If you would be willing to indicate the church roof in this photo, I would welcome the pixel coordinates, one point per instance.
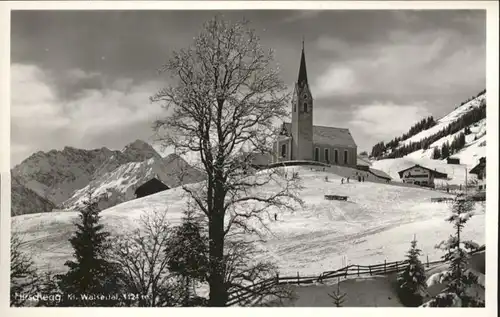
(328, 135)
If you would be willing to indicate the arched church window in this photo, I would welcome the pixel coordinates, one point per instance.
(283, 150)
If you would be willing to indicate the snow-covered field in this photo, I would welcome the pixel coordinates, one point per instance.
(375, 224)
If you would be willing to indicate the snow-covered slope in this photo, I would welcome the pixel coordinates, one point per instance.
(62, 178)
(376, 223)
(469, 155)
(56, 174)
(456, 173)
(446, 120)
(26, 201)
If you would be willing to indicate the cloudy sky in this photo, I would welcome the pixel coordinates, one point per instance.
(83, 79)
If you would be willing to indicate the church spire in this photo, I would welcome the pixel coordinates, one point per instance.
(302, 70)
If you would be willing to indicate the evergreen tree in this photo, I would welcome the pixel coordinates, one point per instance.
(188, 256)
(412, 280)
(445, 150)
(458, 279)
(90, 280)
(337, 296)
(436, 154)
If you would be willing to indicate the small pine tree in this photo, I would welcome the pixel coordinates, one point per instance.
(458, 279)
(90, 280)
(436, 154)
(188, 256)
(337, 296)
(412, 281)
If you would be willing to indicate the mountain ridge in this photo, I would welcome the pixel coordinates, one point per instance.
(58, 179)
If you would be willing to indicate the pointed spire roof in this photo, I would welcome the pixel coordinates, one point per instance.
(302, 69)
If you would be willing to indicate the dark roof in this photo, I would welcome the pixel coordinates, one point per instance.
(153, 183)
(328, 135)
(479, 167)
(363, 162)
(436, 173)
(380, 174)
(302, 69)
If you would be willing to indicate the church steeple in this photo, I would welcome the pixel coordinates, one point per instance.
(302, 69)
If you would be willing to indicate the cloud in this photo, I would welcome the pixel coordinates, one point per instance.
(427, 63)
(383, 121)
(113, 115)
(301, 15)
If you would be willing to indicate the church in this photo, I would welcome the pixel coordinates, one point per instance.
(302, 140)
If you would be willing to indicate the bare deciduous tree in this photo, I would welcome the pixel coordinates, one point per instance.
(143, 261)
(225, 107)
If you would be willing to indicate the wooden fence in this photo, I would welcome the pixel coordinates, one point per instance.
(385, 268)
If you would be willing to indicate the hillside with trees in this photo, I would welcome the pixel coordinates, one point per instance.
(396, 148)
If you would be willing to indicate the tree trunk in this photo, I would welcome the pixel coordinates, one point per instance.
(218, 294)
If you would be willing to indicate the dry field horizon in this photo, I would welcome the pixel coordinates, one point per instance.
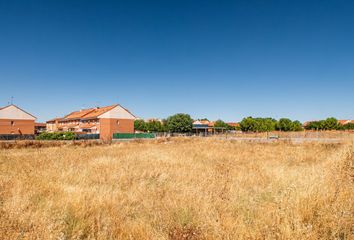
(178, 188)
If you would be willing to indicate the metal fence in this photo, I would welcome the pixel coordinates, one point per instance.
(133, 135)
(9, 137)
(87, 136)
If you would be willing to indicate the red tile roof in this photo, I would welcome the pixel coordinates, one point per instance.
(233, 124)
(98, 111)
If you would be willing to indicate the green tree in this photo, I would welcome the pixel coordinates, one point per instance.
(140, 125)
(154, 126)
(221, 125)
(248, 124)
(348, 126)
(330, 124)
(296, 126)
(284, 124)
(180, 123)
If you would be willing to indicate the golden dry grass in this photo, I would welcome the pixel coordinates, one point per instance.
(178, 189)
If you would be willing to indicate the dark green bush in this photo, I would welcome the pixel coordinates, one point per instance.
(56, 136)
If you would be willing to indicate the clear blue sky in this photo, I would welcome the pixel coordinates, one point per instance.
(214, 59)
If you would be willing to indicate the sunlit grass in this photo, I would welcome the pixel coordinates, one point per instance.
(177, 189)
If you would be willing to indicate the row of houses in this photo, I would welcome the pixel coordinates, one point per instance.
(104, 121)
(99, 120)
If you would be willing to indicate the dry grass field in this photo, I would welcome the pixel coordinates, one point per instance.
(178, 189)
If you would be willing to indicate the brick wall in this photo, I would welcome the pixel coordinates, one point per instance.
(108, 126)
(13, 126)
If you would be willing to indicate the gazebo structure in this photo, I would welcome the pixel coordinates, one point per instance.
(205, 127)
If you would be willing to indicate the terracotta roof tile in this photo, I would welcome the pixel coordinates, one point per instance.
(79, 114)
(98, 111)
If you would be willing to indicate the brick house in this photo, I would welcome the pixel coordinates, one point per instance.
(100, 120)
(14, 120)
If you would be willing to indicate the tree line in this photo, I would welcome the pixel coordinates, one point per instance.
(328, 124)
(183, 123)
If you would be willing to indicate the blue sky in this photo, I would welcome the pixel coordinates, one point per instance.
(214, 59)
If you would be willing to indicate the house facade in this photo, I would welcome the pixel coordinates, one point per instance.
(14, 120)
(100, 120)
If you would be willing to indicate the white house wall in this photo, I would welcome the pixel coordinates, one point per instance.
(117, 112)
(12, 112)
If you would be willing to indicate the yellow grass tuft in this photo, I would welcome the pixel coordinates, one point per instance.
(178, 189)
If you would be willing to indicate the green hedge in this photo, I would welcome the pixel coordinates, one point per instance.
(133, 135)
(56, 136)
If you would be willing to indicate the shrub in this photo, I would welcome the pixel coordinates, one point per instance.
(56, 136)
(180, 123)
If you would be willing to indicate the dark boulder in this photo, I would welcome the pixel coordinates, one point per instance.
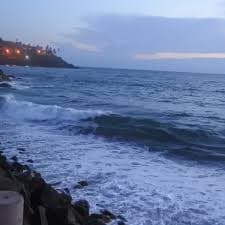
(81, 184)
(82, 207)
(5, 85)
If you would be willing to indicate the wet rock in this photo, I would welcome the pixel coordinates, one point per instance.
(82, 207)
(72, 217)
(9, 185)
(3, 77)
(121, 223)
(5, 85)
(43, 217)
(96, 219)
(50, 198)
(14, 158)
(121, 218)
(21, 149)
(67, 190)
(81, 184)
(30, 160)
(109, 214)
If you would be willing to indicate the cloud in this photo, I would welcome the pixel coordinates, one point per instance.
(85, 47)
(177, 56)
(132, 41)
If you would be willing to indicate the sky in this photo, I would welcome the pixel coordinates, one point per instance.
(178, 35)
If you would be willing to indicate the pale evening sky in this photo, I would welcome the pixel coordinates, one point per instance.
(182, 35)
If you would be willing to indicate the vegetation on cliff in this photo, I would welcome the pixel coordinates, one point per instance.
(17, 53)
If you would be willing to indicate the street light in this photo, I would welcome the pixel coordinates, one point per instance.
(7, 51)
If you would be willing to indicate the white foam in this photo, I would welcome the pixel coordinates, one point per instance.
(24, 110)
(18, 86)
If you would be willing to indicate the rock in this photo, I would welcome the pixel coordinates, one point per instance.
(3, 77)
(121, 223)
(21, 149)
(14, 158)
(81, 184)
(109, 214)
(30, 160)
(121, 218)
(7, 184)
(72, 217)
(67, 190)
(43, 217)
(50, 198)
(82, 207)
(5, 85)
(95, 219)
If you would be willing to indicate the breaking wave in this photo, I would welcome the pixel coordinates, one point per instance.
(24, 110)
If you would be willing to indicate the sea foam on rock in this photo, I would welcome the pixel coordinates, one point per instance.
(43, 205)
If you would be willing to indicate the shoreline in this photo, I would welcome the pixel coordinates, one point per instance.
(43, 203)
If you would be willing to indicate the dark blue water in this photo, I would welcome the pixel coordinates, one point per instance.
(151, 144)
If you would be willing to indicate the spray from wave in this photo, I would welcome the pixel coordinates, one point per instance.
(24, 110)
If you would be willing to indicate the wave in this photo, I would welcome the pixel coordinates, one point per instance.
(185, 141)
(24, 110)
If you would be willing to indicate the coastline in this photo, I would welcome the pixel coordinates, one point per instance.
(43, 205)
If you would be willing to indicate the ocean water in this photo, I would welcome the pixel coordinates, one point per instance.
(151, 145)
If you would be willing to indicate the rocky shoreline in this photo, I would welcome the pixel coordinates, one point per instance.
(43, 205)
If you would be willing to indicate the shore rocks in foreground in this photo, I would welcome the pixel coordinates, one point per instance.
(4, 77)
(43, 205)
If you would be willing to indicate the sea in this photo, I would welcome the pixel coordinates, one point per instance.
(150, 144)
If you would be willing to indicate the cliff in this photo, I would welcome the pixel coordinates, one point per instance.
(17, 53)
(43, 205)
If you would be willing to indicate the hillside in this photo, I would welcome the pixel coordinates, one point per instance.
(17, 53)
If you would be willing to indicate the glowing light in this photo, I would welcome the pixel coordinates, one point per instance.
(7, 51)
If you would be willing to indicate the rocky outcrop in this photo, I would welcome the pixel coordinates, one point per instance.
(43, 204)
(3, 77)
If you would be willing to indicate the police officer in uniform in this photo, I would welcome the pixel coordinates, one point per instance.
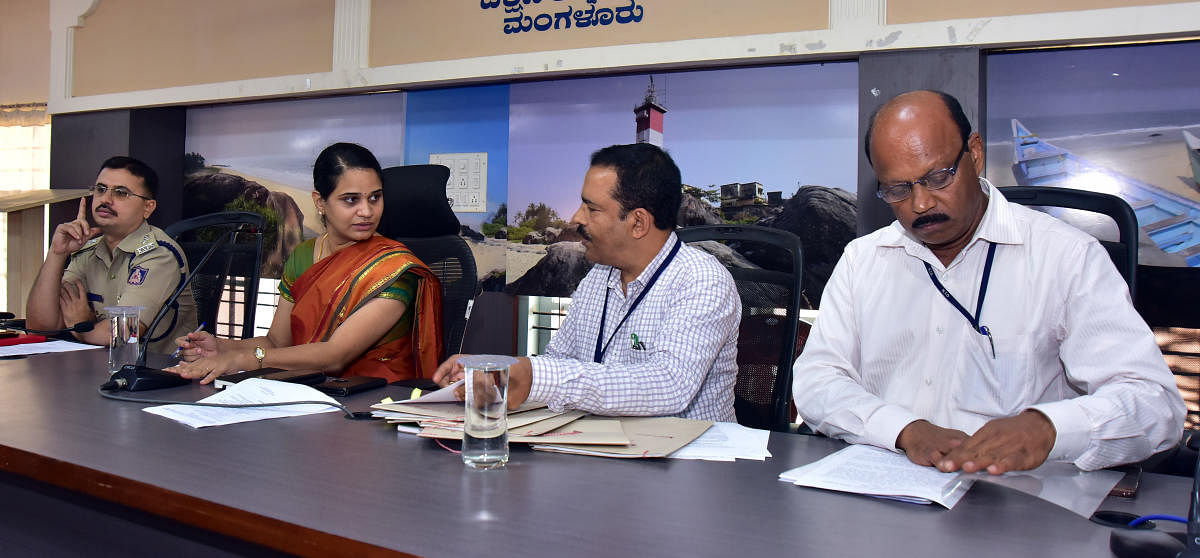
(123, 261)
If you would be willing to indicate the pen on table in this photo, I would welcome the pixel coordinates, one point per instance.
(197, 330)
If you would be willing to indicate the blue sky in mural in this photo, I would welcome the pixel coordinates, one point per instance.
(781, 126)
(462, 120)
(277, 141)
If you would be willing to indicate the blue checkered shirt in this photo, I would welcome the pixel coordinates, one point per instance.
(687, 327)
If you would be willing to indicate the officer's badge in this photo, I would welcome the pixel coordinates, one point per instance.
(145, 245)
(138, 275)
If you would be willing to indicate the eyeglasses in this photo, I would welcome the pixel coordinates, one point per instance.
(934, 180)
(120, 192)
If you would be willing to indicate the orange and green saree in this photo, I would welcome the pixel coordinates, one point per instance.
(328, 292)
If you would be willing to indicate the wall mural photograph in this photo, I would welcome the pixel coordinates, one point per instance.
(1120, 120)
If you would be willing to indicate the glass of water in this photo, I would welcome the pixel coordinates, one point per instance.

- - -

TASK REQUIREMENTS: Give the lines exactly as they stand, from the line with "sky in mural" through the end of the material.

RESULT FOR THIS TASK:
If you would be willing to indicate the blue sky in mural in this photo, I would welcome the pixel coordinates, one point per instance.
(781, 126)
(462, 120)
(277, 141)
If you would be willing to indicate the blue checkered shirt in this photo, I would welcome the pixel coordinates, one point per instance.
(687, 327)
If you would be willing to indicate the officer's badge in this photo, I would welcome the pixel coordinates, one point per instance.
(145, 245)
(138, 275)
If you would be willing to indicate the eyeglasses in this photo, I would welcome the pixel coordinates, one point per instance.
(934, 180)
(120, 192)
If you would be willing to indicate the orange and green saree in this photo, I would welcome the pixel coordinates, one point per instance.
(328, 292)
If you would be willing to indicate the wall mural photograph in this photo, I would welcome the pixel coordinates, one point per instance.
(1120, 120)
If you would be willing to indicate the glass of water in this photo, I would welcome the pixel coordinates, one point per instance.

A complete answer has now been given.